▶ _Task details_
Within the listing, how many lines include "like"? Please answer with a bare number.

▶ _Listed entries_
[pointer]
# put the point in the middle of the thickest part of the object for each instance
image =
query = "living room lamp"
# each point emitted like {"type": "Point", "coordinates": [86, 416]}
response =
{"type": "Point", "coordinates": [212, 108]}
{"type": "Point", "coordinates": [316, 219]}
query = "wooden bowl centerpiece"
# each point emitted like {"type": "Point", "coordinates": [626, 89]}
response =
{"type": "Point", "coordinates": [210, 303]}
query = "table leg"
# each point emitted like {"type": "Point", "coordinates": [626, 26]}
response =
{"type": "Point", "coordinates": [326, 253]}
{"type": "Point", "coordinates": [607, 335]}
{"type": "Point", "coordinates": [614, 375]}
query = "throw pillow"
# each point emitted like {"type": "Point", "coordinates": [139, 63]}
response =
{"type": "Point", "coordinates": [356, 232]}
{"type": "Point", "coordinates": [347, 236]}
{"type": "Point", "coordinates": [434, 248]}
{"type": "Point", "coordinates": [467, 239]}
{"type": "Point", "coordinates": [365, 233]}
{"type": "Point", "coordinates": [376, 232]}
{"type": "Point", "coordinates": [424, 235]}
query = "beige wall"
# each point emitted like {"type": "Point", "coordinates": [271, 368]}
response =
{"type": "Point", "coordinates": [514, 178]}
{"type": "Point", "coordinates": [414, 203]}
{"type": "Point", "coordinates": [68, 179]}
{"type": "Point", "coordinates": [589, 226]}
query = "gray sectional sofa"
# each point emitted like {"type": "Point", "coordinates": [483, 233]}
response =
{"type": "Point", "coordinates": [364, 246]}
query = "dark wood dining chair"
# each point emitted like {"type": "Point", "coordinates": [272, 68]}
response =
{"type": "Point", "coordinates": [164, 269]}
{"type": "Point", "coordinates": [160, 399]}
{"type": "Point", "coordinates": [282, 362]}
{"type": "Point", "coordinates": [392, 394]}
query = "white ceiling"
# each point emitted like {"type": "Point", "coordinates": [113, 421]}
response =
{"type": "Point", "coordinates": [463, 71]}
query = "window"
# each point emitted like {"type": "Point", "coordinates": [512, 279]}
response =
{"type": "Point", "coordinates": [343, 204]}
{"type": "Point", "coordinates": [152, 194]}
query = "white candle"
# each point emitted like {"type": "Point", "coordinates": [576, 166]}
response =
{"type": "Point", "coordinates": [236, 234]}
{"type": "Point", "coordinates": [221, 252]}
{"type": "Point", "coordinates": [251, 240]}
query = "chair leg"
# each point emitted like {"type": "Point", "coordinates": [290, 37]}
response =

▶ _Solved exercise_
11